#### Document:
Workers recently finished the last piece of tunnel for Kuala Lumpur’s second metro line, capping a program where autonomous tunneling machines have been operating remotely since 2016. Getting to that point took a poke by a seasoned tunneling director and TBM manager who found an unlikely duo of young, computer savvy, code-writing engineers who brought steering, advancement, excavation, and slurry operations under one operating system.
Building subsurface infrastructure has long been a dirty and dangerous job. Specialized miners (known as sandhogs in New York) work alongside massive tunnel boring machines to build spaces deep underground for transportation or utilities. With diameters reaching 17.5 meters, tunnel boring machines (TBMs) slowly grind their way through a host of geologic formations ranging from hard rock to loosen soil and sands. They are high-tech mechanical machines, and, as in other industries, sensors and operational systems relay large amounts of real-time data to operators who adjust the drive accordingly. TBMs are indispensable, but labor can prove to be a bottleneck. The work is so specialized that miners travel the world from job to job. With the tunneling market growing globally, competition for skilled operators is great. Unlike other industries, while some tasks may be automated, advancing the TBM is not. That is an anomaly, considering automation, machine learning, and artificial intelligence are the tools transforming industry.
Until recently, that is. In Kuala Lumpur, contractors harnessed digital engineering tools to autonomously operate a fleet of 12 tunnel boring machines driving a path for a new subway system. The joint venture contractor, MMC Gamuda, has successfully brought Big Data to tunneling through software that allow the TBMs to drive and correct themselves.

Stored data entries
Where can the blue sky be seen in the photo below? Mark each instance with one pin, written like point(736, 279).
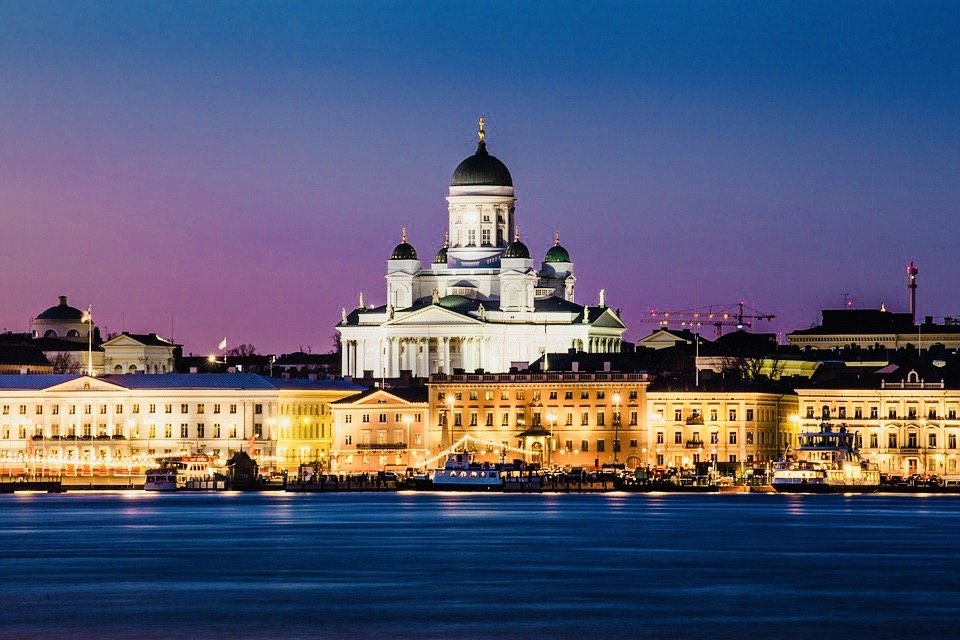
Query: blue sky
point(244, 169)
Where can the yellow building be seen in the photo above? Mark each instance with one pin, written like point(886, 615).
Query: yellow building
point(703, 425)
point(904, 423)
point(554, 419)
point(381, 429)
point(305, 423)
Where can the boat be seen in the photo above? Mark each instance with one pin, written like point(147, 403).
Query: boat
point(182, 472)
point(461, 473)
point(826, 461)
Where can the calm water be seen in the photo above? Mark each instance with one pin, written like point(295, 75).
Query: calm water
point(464, 566)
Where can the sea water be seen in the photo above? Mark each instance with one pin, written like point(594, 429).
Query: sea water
point(387, 565)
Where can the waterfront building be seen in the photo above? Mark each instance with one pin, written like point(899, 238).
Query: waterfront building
point(381, 429)
point(554, 419)
point(119, 424)
point(905, 417)
point(479, 304)
point(719, 422)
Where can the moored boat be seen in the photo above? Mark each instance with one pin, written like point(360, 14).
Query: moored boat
point(182, 472)
point(825, 461)
point(461, 473)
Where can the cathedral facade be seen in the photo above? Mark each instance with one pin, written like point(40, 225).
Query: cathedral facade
point(479, 304)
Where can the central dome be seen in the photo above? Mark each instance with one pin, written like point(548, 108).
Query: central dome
point(481, 169)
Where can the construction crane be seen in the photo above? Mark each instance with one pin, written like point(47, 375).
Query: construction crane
point(737, 315)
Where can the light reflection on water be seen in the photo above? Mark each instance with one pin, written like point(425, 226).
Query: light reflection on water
point(435, 566)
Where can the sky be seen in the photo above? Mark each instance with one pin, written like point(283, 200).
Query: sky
point(243, 169)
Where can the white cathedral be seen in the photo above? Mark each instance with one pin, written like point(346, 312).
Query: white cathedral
point(480, 304)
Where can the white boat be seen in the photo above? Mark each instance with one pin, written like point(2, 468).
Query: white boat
point(825, 461)
point(461, 473)
point(182, 472)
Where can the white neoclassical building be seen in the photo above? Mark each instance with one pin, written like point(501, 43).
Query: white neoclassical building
point(480, 303)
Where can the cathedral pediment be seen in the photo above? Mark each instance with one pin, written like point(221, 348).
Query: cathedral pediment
point(608, 319)
point(86, 384)
point(433, 314)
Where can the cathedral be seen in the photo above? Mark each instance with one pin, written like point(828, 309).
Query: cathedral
point(479, 304)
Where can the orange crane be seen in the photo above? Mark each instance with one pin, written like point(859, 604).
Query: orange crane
point(737, 315)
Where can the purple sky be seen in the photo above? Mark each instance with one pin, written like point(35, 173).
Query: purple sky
point(243, 169)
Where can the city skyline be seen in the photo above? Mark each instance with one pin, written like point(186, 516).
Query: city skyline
point(200, 173)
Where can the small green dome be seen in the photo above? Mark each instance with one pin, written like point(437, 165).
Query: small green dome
point(516, 249)
point(404, 251)
point(556, 253)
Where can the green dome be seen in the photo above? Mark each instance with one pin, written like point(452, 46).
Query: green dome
point(516, 249)
point(404, 251)
point(62, 311)
point(481, 169)
point(556, 253)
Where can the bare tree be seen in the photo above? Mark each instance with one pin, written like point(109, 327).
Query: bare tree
point(242, 351)
point(63, 362)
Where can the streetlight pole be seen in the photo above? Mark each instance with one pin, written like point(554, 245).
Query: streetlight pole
point(616, 427)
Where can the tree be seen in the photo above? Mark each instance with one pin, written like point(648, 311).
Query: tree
point(244, 350)
point(63, 362)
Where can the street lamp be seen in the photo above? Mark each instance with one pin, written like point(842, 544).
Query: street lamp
point(616, 426)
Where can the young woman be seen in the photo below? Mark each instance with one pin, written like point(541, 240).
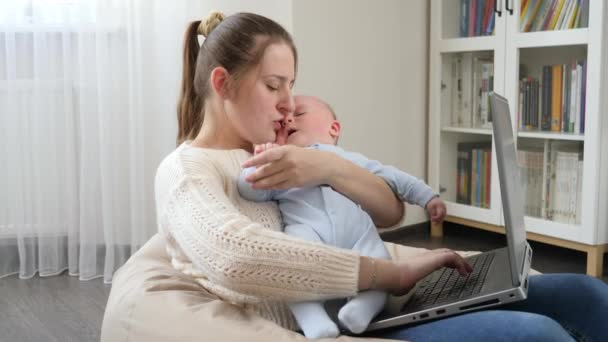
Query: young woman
point(235, 93)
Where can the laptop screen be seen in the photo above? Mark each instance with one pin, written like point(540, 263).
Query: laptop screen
point(510, 186)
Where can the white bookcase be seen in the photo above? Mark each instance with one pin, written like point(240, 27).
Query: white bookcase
point(515, 54)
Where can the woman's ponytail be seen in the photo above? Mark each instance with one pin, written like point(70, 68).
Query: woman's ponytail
point(190, 105)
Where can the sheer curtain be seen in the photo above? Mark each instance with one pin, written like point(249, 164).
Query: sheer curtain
point(87, 111)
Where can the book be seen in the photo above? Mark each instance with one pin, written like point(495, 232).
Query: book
point(468, 177)
point(557, 14)
point(464, 18)
point(556, 98)
point(541, 16)
point(532, 16)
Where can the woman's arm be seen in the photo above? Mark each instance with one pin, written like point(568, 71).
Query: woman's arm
point(290, 166)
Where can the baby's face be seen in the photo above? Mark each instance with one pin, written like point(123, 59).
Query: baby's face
point(312, 122)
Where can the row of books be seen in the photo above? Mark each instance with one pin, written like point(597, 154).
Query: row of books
point(473, 176)
point(472, 81)
point(476, 18)
point(556, 102)
point(542, 15)
point(552, 181)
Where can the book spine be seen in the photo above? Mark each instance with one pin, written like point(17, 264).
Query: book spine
point(556, 98)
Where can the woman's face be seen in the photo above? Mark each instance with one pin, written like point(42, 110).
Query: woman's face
point(264, 96)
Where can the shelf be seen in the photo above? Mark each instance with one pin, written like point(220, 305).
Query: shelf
point(551, 135)
point(467, 44)
point(552, 38)
point(469, 130)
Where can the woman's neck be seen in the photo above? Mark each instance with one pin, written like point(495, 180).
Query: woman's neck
point(218, 135)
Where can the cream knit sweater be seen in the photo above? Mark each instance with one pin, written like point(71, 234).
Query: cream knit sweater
point(235, 248)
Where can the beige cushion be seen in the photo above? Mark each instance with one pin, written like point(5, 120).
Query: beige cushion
point(151, 301)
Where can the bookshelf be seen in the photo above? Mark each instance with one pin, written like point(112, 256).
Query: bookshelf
point(551, 64)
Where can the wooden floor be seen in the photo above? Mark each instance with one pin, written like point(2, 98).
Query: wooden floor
point(62, 308)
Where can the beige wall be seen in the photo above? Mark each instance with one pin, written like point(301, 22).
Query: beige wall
point(369, 59)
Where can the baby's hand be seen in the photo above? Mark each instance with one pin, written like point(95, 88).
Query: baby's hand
point(436, 209)
point(257, 149)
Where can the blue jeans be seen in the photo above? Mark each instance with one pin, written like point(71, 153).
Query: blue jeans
point(560, 307)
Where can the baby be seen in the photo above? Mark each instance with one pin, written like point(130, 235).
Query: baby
point(324, 215)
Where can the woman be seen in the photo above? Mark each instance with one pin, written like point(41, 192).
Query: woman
point(232, 267)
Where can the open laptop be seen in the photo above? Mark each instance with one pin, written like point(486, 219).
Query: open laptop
point(500, 276)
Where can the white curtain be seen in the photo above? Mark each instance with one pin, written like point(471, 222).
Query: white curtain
point(87, 111)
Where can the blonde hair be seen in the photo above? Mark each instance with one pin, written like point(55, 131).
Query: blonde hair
point(236, 43)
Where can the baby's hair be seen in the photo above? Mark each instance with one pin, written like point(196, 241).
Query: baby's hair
point(331, 110)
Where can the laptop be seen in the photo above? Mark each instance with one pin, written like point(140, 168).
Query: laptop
point(500, 276)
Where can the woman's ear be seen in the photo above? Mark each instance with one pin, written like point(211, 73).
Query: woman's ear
point(219, 81)
point(334, 129)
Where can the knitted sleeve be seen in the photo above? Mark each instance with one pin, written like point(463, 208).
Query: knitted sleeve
point(246, 259)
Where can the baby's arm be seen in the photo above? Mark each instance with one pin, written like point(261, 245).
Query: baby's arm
point(245, 188)
point(407, 187)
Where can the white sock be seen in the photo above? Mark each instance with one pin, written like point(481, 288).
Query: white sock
point(361, 309)
point(314, 320)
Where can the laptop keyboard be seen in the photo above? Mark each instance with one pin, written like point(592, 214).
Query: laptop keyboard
point(450, 285)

#### Objective:
From the tunneling article above, print word for word everything from "Workers recently finished" down to "one operating system.".

#### Answer to this task:
Workers recently finished the last piece of tunnel for Kuala Lumpur’s second metro line, capping a program where autonomous tunneling machines have been operating remotely since 2016. Getting to that point took a poke by a seasoned tunneling director and TBM manager who found an unlikely duo of young, computer savvy, code-writing engineers who brought steering, advancement, excavation, and slurry operations under one operating system.